- _作業一覧_:
- 1) 本文の主文によれば、被告は原告に対していくらの支払を命じられましたか。
- 2) 次の(a)〜(c)の記述が本文の内容と一致するかどうかを、それぞれ「はい」か「いいえ」で答え、判断の根拠となる本文の語句をそのまま引用してください。
(a) 原告は、被告に対して70万円の支払を請求した。
(b) 訴訟費用は、全額が被告の負担とされた。
(c) Aは、平成9年9月当時、旭川中央署の警部であった。

- _本文_:
· · ·

札幌地方裁判所 平成16年(ワ)155号 判決 2005年8月18日
主文
1 被告は、原告に対し、15万円及びこれに対する平成16年2月6日から支払済みまで年5分の割合による金員を支払え。
2 原告のその余の請求を棄却する。
3 訴訟費用は、これを5分し、その1を被告の負担とし、その余を原告の負担とする。
4 この判決は、第1項に限り、仮に執行することができる。ただし、被告が10万円の担保を供するときは、その仮執行を免れることができる。
事実及び理由
第1請求
被告は、原告に対し、70万円及びこれに対する平成16年2月6日から支払済みまで年5分の割合による金員を支払え。
第2事案の概要
本件は、北海道警察旭川方面旭川中央警察署(以下「旭川中央署」という。)の捜査用報償費に係る平成9年9月12日付け支払精算書(以下「本件支払精算書」という。)中に、旭川中央署の捜査員が、原告から窃盗に関する捜査情報の提供を受け、同人に対し謝礼として現金1万円を支払った等の虚偽の記載があり、それにより、原告の氏名権が侵害され、精神的損害等を被ったとして、原告が、被告に対し、国家賠償法1条1項に基づき、慰謝料及び弁護士費用の損害並びにこれらに対する訴状送達の日の翌日である平成16年2月6日から支払済みまで民法所定の年5分の割合による遅延損害金の支払を求めたものである。
1 争いのない事実等(証拠により認定した事実は括弧内に掲記した。)
(1) 当事者等
被告は旭川中央署を設置する普通地方公共団体であり、Aは、平成9年9月当時、旭川中央署の警部補であり、同署の刑事第1課盗犯第3係長として勤務していたものである。
(2) 捜査用報償費の概要
北海道財務規則(昭和45年北海道規則第30号)、北海道警察財務会計事務取扱規程(昭和40年3月29日北海道警察本部訓令甲第6号)及び平成15年度版捜査用報償費経理の手引き(乙3)によれば、捜査用報償費の性格、使途及び平成9年9月当時の警察署内における正規の執行手続は次のとおりである(甲3)。

· · ·

- _提供情報_:

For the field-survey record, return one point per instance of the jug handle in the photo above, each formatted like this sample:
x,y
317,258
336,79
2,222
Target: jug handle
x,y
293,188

· · ·

- _各課題の解答_:
- 1) 15万円と、これに対する平成16年2月6日から支払済みまで年5分の割合による金員です。

- 2)
(a) はい。「被告は、原告に対し、70万円及びこれに対する平成16年2月6日から支払済みまで年5分の割合による金員を支払え。」
(b) いいえ。「訴訟費用は、これを5分し、その1を被告の負担とし、その余を原告の負担とする。」
(c) いいえ。「旭川中央署の警部補であり」